* **Your objective**: Find every line in the data below that contains the word "handle", and copy each of those lines in full. Case counts.

* **Supplied information**:

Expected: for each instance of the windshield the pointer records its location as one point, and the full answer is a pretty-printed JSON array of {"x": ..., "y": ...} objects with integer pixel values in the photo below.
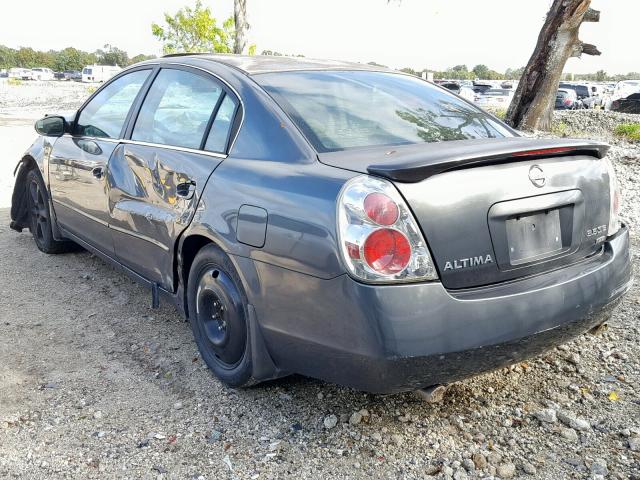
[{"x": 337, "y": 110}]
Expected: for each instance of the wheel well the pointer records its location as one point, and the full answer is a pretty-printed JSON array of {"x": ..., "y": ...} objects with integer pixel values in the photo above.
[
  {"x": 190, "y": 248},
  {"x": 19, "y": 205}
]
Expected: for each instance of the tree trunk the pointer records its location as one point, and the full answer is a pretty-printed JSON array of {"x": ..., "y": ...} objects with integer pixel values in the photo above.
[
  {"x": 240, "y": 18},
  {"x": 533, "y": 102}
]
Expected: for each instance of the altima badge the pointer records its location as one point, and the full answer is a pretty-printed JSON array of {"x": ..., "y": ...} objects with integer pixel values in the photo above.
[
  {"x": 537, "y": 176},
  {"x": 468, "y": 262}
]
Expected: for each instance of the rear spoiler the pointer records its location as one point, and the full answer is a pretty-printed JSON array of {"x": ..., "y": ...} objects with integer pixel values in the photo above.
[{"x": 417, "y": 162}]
---
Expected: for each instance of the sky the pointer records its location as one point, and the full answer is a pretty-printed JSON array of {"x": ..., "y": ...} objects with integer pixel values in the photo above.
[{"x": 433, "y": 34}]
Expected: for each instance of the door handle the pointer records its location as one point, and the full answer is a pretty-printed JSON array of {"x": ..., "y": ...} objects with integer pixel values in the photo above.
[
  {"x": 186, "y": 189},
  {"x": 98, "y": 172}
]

* **Final result**:
Expected: for each instance of the door handle the pointer records its location as one point, and the full answer is a pretty-printed JSON array of {"x": ..., "y": ...} objects with integer pixel values in the photo above.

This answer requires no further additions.